■ What you will do:
List every line in the records below that contains the word "stone". Case matters.

■ Data supplied:
......
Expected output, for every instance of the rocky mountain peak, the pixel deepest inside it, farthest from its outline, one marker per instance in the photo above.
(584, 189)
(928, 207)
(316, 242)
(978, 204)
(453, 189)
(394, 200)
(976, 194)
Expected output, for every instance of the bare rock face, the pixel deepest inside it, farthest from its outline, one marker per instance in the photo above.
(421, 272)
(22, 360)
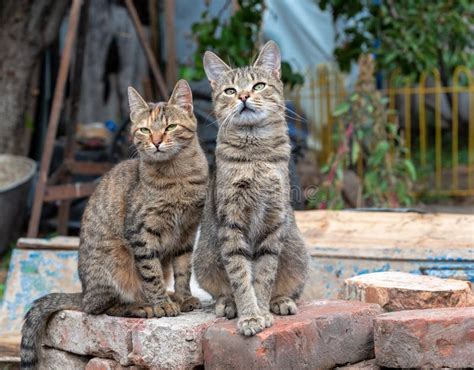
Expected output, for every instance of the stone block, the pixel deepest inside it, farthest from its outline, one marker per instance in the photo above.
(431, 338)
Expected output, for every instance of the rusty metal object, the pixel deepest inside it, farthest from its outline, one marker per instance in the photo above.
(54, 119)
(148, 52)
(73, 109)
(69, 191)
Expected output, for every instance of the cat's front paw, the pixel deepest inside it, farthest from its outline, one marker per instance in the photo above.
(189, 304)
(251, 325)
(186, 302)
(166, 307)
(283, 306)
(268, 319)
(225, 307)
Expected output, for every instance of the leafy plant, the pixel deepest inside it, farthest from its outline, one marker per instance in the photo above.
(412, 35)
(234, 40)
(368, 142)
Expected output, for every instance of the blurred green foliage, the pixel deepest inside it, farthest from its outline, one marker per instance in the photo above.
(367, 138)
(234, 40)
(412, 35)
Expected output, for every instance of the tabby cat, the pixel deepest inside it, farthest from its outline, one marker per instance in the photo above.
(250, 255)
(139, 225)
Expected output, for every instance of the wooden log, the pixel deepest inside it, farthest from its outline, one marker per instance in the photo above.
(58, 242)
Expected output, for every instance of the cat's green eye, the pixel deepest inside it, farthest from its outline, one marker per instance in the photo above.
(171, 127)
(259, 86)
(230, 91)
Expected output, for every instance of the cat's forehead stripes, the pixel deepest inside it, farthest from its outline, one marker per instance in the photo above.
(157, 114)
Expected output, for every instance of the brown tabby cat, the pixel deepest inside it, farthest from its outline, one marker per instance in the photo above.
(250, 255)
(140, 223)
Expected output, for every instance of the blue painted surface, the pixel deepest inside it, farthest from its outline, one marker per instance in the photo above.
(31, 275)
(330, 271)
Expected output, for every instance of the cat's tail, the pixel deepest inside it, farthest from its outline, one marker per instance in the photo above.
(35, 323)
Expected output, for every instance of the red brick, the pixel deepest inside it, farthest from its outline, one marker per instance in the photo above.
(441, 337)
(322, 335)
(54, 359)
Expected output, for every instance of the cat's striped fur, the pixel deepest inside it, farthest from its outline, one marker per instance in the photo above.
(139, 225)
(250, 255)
......
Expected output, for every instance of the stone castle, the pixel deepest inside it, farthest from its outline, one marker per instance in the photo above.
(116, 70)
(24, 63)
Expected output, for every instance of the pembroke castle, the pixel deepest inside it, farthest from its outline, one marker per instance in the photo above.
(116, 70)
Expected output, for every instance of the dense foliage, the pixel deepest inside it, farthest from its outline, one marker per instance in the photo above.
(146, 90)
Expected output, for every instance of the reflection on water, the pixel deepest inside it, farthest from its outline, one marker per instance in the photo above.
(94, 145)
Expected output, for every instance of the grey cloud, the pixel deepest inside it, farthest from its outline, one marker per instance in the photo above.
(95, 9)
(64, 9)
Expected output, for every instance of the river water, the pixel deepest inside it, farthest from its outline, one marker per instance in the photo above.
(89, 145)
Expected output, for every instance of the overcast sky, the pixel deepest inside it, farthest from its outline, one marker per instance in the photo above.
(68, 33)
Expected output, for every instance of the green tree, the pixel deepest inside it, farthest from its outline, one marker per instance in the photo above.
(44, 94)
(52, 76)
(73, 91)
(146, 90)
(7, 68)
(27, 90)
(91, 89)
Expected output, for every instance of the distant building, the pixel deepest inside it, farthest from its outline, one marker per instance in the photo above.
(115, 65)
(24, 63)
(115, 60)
......
■ Problem solution:
Expected output, for every instance of the stone block, the pixel deepest inside it, farthest from its outline, one marker per instance in the photo above.
Expected output, for every instance of the stone castle, the pixel deepest inside it, farthest from its outline, one marker per instance in the photo above.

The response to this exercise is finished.